**What you will do**: Reproduce everything in the seminar announcement on flying animals and UAV design from "Speaker Bio" down to "a FXB Fellow.".

**Excerpt to read**:
Flying Animal Maneuverability and Adaptability: Lessons for UAV Design

Event Date/Time


Friend Center
Convocation Room 113

Series/Event Type

MAE Departmental Seminars

It is challenging to operate uncrewed aerial vehicles (UAVs) in cluttered or unpredictable environments. In contrast, flying animals regularly accomplish an impressive array of in-flight transitions, from maneuvering through cities, evading predators or gliding in gusty conditions. Many biological flyers rapidly adapt and maneuver in these variable flight conditions by actively or passively adjusting their wing or tail shape in flight, known as morphing. Here I highlight my analysis of characteristics of biological flight that are associated with maneuverability and adaptability. My goal is to identify which of these biological traits surpass modern aircraft flight performance, stability, and control capabilities and determine how these traits can be incorporated into UAV designs. In this way, my work both enhances our understanding of biological flight and advances the design of highly maneuverable and adaptable UAVs.

Speaker Bio

Christina Harvey studies how, when, and why flying animals adjust to their environment with the goal of improving the maneuverability and adaptability of future uncrewed aerial vehicles (UAVs) as well as advancing our fundamental understanding of biological flight. Her research integrates both an aeronautical and biological perspective leveraging computational, analytical, and experimental techniques. She is a PhD candidate in Aerospace Engineering at the University of Michigan and has a M.Sc. in Zoology from the University of British Columbia and a B.Eng. in Mechanical Engineering from McGill University. Christina is a 2021 Zonta International Amelia Earhart Fellow and a FXB Fellow.

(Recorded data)
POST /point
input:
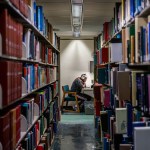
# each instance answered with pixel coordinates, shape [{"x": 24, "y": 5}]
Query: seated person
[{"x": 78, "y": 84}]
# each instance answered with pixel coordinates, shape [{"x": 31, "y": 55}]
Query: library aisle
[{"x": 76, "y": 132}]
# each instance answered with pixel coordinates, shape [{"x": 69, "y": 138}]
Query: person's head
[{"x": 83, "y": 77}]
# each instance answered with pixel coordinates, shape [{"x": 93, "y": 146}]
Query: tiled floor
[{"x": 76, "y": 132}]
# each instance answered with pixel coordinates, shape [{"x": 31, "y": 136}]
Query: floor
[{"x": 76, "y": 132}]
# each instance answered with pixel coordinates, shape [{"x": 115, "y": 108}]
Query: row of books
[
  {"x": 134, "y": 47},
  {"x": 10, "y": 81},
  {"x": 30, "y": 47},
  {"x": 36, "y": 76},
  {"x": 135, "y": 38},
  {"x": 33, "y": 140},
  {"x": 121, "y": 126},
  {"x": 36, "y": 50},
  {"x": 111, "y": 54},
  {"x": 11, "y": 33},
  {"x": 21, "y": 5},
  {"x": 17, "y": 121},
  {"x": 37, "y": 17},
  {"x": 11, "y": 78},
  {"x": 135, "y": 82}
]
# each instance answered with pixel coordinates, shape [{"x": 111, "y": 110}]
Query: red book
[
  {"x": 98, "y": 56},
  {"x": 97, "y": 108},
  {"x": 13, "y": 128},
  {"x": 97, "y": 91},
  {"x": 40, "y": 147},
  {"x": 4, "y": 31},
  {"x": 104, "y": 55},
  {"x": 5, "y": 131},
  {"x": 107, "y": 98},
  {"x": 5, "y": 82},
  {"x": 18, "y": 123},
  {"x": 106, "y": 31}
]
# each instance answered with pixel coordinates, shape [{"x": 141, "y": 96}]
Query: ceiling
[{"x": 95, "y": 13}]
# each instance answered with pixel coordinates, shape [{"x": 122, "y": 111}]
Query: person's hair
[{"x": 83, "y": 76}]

**Reply**:
Speaker Bio

Christina Harvey studies how, when, and why flying animals adjust to their environment with the goal of improving the maneuverability and adaptability of future uncrewed aerial vehicles (UAVs) as well as advancing our fundamental understanding of biological flight. Her research integrates both an aeronautical and biological perspective leveraging computational, analytical, and experimental techniques. She is a PhD candidate in Aerospace Engineering at the University of Michigan and has a M.Sc. in Zoology from the University of British Columbia and a B.Eng. in Mechanical Engineering from McGill University. Christina is a 2021 Zonta International Amelia Earhart Fellow and a FXB Fellow.